Required actions:
• a. Decide whether each statement agrees with the passage on Cassandra data loss: (i) replication protects data against human errors, (ii) the auto_snapshot feature is enabled by default, (iii) most organizations run Cassandra across multiple regions. For each, answer yes or no and quote the deciding words from the passage.
• b. Proceed with the passage on Cassandra data loss, writing what comes after its final sentence.

— start of Source document —

Multi-datacenter deployments with NetworkTopologyStrategy survive DC failures. Single-DC deployments face complete outage until the datacenter recovers or data is restored elsewhere.

Region Failure

Geographic-scale events affecting multiple datacenters:

Regional power grid failure
Major natural disaster (earthquake affecting multiple facilities)
Regional network backbone failure
Political or regulatory action affecting a jurisdiction

Multi-region deployments provide protection, but most organizations run Cassandra within a single region for latency reasons.

Human Errors¶

Human error causes more data loss incidents than hardware failures. Unlike hardware failures, human errors typically affect all replicas simultaneously—replication provides no protection.

Accidental Data Deletion

-- Intended: Delete inactive users from staging
DELETE FROM staging.users WHERE active = false;

-- Actual: Connected to production
DELETE FROM production.users WHERE active = false;

The deletion replicates to all nodes. By the time the error is discovered, all replicas consistently reflect the data loss.

Accidental Schema Changes

-- Intended: Drop unused table in development
DROP TABLE dev_keyspace.temp_analytics;

-- Actual: Dropped production table
DROP TABLE prod_keyspace.analytics;

Schema changes are immediate and cluster-wide. The auto_snapshot feature (enabled by default) creates a snapshot before DROP operations, providing a recovery path—but only if the operator knows it exists and acts before the snapshot is cleared.

Destructive Maintenance Operations

# Intended: Clean up old snapshots on staging node
nodetool clearsnapshot -t old_backup

# Actual: Ran on production, cleared critical backup

# Intended: Remove test keyspace data
rm -rf /var/lib/cassandra/data/test_keyspace

# Actual: Typo removed production data
rm -rf /var/lib/cassandra/data/prod_keyspace

Application Bugs

Code deploying to production with incorrect DELETE or UPDATE logic
Migration scripts with bugs affecting production data
Race conditions causing data corruption
Serialization bugs writing malformed data

Application-level corruption is particularly insidious: the bad data replicates normally, and the problem may not be detected until significant damage has occurred.

— end of Source document —
— start of Dataset rows —

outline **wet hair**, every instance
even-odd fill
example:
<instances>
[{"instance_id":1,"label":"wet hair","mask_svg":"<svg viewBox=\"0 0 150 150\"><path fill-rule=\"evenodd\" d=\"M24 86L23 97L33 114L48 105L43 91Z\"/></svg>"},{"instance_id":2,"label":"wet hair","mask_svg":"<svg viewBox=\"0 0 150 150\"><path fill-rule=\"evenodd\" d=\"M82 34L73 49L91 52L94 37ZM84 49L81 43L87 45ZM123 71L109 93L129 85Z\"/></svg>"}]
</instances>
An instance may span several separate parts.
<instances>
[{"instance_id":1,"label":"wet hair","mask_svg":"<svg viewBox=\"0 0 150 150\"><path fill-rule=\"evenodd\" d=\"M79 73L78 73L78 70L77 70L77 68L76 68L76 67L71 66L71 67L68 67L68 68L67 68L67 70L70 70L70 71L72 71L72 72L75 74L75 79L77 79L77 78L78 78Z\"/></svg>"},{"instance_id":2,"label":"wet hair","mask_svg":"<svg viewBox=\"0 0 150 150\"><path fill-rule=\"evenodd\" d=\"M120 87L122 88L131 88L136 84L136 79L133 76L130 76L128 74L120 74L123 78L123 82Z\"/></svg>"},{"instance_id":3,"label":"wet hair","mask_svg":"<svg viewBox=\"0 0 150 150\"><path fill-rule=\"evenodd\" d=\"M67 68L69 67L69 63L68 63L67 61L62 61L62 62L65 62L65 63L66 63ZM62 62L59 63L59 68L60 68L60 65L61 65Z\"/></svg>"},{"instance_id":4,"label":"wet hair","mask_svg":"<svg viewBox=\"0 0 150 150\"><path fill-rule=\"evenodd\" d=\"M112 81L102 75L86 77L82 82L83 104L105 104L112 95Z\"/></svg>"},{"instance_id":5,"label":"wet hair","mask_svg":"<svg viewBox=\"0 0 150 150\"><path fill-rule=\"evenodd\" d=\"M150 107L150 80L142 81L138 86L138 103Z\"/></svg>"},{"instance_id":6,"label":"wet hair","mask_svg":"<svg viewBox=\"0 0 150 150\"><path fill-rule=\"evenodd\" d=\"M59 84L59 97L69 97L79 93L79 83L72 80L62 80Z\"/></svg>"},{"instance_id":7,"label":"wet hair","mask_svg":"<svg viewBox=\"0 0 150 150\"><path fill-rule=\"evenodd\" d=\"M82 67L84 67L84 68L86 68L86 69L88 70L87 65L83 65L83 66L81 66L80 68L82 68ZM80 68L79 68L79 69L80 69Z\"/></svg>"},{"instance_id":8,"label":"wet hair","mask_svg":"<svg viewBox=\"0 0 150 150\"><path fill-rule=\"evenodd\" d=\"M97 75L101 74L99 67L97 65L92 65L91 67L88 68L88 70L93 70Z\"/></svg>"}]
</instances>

— end of Dataset rows —

Response list:
• a.
(i) No: "human errors typically affect all replicas simultaneously—replication provides no protection."
(ii) Yes: "The auto_snapshot feature (enabled by default) creates a snapshot before DROP operations"
(iii) No: "most organizations run Cassandra within a single region for latency reasons."

• b.
Configuration Errors

Incorrect gc_grace_seconds causing premature tombstone removal
Wrong replication factor leaving data under-replicated
Misconfigured compaction causing data loss during cleanup
Authentication changes locking out all users

External Threats¶

Ransomware and Malware

Malicious software encrypting or deleting database files. Ransomware specifically targets backup systems to prevent recovery, making off-site, air-gapped backups essential.

Security Breaches

Attackers with database access may:

Delete data to cover tracks
Corrupt data as sabotage
Exfiltrate and then delete data
Modify data for fraud

Insider Threats

Malicious actions by employees or contractors with legitimate access:

Deliberate data destruction (disgruntled employee)
Data theft followed by deletion
Sabotage during organizational disputes

Backup and Recovery Theory¶

Enterprise backup strategies are defined by measurable objectives that align technical capabilities with business requirements.

Recovery Point Objective (RPO)¶

RPO defines the maximum acceptable data loss, measured in time.

If RPO is 4 hours, the organization accepts losing up to 4 hours of data in a disaster. This drives backup frequency:

RPO Target	Backup Strategy Required
24 hours	Daily snapshots
4 hours	Snapshots every 4 hours, or continuous incremental
1 hour	Hourly snapshots or incremental backup
15 minutes	Continuous incremental with frequent sync
Near-zero	Commit log archiving (PITR capability)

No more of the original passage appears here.